### Document text
In 2014, Casper launched with a voice that made the entire mattress industry feel outdated overnight. Suddenly, buying a mattress online didn’t feel risky – it felt cool. The website was minimalist. The copy was cheeky. The tone was confident without trying too hard.
And something deeper happened: people started trusting the brand before even trying the product. It didn’t sound like a startup. It didn’t sound like a legacy brand, either. It sounded like a friend who just “got it.”
That tone – that feeling – became the blueprint for hundreds of DTC brands to come.
But somewhere along the way, everyone started sounding the same.
This isn’t just a copywriting problem. It’s a psychological one. Because when your brand voice blends in, customers assume your product does too.
The good news? You don’t need a million-dollar agency to sound like a premium brand – but you do need to understand how trust is built through language.
Luxury brands don’t sell products – they sell identity.

### Your instructions
According to the passage on brand voice, in what year did Casper launch?

### Extracted material
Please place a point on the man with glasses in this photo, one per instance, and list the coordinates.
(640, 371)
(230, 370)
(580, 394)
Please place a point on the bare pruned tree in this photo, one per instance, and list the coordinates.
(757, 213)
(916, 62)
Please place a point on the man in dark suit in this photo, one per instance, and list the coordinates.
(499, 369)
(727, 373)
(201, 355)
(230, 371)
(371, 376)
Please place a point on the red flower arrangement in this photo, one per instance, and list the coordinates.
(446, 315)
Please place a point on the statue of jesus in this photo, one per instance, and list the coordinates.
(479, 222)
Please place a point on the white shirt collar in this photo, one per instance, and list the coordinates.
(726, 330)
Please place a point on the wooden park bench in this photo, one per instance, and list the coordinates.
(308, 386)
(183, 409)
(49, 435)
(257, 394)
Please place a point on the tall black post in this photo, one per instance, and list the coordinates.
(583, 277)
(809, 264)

* * *

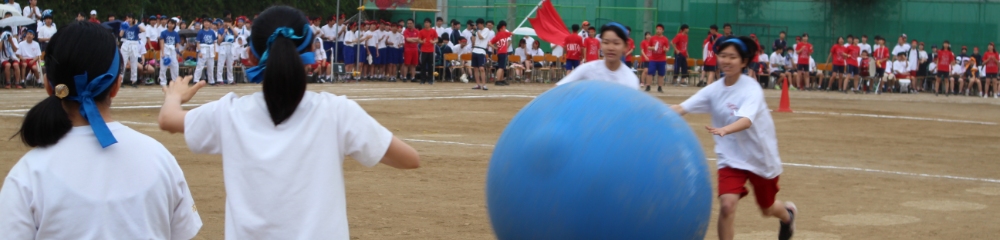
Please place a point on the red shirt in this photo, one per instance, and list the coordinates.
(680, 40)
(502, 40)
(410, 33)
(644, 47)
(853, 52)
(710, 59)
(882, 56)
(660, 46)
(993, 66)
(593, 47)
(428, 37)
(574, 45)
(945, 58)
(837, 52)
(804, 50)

...

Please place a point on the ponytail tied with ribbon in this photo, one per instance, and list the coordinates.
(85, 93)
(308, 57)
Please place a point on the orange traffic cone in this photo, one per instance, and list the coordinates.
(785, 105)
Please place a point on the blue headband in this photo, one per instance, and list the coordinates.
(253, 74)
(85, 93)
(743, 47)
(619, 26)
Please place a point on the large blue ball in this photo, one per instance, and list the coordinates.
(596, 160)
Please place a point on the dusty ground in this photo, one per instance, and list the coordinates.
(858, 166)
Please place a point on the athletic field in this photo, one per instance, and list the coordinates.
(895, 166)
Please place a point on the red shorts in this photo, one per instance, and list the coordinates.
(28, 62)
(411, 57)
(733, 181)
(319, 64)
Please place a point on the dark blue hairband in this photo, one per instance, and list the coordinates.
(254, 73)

### Response to the task
2014